__EXERCISE DATA__
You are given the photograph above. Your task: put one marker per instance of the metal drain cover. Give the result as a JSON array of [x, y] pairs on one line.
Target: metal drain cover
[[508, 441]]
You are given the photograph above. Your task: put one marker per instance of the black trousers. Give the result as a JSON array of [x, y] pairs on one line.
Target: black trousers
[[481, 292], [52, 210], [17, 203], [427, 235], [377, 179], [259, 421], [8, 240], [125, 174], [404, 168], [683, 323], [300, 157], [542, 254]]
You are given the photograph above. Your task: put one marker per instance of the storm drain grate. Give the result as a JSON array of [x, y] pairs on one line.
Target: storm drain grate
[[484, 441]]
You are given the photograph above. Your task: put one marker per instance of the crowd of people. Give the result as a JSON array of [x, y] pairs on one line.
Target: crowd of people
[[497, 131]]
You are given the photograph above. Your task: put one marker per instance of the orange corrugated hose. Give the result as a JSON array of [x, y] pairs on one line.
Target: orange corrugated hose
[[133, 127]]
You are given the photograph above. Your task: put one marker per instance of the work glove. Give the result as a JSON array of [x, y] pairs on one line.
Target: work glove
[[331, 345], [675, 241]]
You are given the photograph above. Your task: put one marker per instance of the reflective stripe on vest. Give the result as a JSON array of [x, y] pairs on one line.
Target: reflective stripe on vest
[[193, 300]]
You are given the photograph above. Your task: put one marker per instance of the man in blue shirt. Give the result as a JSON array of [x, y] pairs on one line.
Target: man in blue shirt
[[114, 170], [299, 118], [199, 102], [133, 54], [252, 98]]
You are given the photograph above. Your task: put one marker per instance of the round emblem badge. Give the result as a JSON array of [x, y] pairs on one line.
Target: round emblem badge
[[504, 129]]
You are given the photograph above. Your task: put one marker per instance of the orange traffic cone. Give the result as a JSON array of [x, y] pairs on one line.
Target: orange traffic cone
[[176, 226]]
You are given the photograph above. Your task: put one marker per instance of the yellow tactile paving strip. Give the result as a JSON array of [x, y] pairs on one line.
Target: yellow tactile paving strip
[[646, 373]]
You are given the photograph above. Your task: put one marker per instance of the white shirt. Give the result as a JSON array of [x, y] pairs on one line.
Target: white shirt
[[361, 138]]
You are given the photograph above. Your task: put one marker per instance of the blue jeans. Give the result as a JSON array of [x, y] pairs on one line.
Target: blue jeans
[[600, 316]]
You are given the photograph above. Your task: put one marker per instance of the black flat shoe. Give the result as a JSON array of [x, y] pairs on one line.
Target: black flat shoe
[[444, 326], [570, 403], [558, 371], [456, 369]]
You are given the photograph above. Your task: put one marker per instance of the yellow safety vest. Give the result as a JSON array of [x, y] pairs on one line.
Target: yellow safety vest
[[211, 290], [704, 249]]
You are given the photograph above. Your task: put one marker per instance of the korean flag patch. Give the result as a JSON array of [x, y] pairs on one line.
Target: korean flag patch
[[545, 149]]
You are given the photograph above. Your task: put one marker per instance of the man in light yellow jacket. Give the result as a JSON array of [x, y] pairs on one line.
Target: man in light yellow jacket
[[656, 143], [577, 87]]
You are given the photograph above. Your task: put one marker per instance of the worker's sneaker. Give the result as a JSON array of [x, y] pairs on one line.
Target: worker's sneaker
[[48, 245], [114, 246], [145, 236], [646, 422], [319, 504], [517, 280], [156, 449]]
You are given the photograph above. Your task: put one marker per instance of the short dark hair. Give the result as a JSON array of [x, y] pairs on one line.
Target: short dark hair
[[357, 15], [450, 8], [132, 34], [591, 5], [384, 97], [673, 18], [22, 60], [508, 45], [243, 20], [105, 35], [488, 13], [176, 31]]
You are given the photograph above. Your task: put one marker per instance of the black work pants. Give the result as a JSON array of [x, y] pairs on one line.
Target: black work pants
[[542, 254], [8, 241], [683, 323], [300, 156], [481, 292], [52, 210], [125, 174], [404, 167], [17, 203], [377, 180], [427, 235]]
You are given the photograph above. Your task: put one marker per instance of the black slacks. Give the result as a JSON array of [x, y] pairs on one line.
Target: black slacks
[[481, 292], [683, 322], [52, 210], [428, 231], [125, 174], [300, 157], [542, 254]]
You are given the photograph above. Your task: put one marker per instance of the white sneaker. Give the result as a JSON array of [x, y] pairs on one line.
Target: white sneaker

__WHAT YOU WILL DO__
Your reply should be all of the data, returned exactly.

__RESULT__
You are given the photograph above. Your task: put one marker per instance of the metal drain cover. Give the result as a JSON array of [x, y] pairs on one line.
Target: metal drain cover
[[508, 441]]
You are given the photograph above. Your task: put one marker per instance of the black trousers. Give the result as a JSON array of [x, y] pairs on one line.
Target: black trousers
[[481, 292], [52, 210], [17, 203], [427, 235], [377, 179], [259, 421], [8, 240], [125, 174], [404, 168], [683, 323], [300, 157], [542, 254]]
You are given the photograph above. Your task: put one marker per instance of the storm drain grate. Give the result as a JSON array of [x, y] pairs on one line.
Target: storm drain grate
[[484, 441]]
You are given the photograph above. Your task: put one marker per instance of the crowd of people. Give the result as a JSON array of [x, y] pairs on one line.
Target: crowd of people
[[497, 131]]
You are given the photograph above. Your task: put one marker per instance of the orange corrugated hose. Give the result as a JSON array of [x, y] pairs on one line.
Target: orange corrugated hose
[[133, 127]]
You are given the photograph above. Your task: put one marker per instance of the work glove. Give the result as a JSON array of [x, y] pairs on one line.
Target: work glove
[[331, 345], [675, 241]]
You are given the photograph above. Your task: put one marker per instance of the reflective stripe on vest. Give the result as a JSON array of [x, y] pairs on one line.
Target: reflective stripe on vest
[[193, 300]]
You are given the photograph above. Your task: put one marker per instance of the man in blue shirt. Give the result as a JSON array of [x, y] pairs on one line.
Target: man in blue shirt
[[114, 170], [299, 118], [199, 102], [133, 54], [252, 98]]
You are given the photograph above. Your task: put one marker per instance of the round emblem badge. Give the result as a JSON array of [x, y] pairs on one line.
Target: round emblem badge
[[504, 129]]
You are given the photograph above. Your task: put one marker per instance of the orange traffic cone. Give the result as a JSON array of [x, y] pairs on one line.
Target: orange traffic cone
[[176, 226]]
You are given the photograph above. Your task: put one marker per instance of the yellow tactile paving strip. Give the result as a JSON array of [x, y] pairs on one line.
Target: yellow tactile paving strip
[[646, 373]]
You are given the photograph above. Your task: put one marker per instance of the white shirt. Give the result as a JSON array of [x, y] pairs on one line.
Target: white shirt
[[361, 138]]
You are given the photograph above. Your task: put one marker per instance of the blue jeans. Give the result as a JSON array of [x, y] pairs on one line.
Target: blue jeans
[[600, 316]]
You are given the photograph above. Your task: put one marker per instance of the black flat shoe. Give the result as a JSON array of [x, y] pairs on one line.
Target: black flat shoe
[[444, 326], [570, 403], [558, 371], [456, 369]]
You are given the photograph above. Your task: put one marker per instance of the yellow safety vest. Give the result as a JSON array of [x, y] pairs on one line.
Target: yellow safety vest
[[211, 290], [704, 249]]
You are given the photograph above. Your task: put one marker per instance of the korean flag patch. Give the result as a JSON array of [x, y] pairs on one line.
Target: korean flag patch
[[545, 149]]
You are given the photograph above. Your task: put one marker per instance of the man in light yellow jacket. Give the result as a JSON array of [x, y] pairs on one line.
Target: man in light yellow jacket
[[656, 143], [577, 87]]
You are given the photograph above. Your task: put one marker per instance of the worker's sneaker. Give the result as a JSON array of [x, y] pairs on one line.
Target: worker's sneaker
[[48, 245], [114, 246], [145, 236], [646, 422], [319, 504], [517, 280], [156, 449]]
You are given the photograph above. Your task: put one marker per instance of the short dark hair. Give the result as a JSON array of [x, y] pairs on one line.
Target: short dark hair
[[357, 15], [450, 8], [132, 34], [591, 5], [384, 97], [673, 18], [22, 60], [508, 45], [243, 20], [105, 35], [488, 13], [176, 31]]
You are given the photograph above. Your task: put one marker per instance of the black work pants. Give the result as a JSON array of [x, y] pairs on one line.
Target: black work pants
[[542, 254], [8, 241], [683, 323], [300, 156], [481, 292], [52, 210], [125, 174], [404, 167], [17, 203], [377, 180], [427, 235]]
You are given the photograph above. Your task: put one marker per instance of the black slacks. Give the result as a JSON array of [x, y] pairs on one line.
Target: black slacks
[[481, 292], [683, 322], [52, 210], [428, 231], [125, 174], [300, 157], [542, 254]]
You are given the photograph above. Your task: put one marker per instance of the white sneaker. Give the result as a JSON array of [x, y] pairs on one line.
Target: white sneaker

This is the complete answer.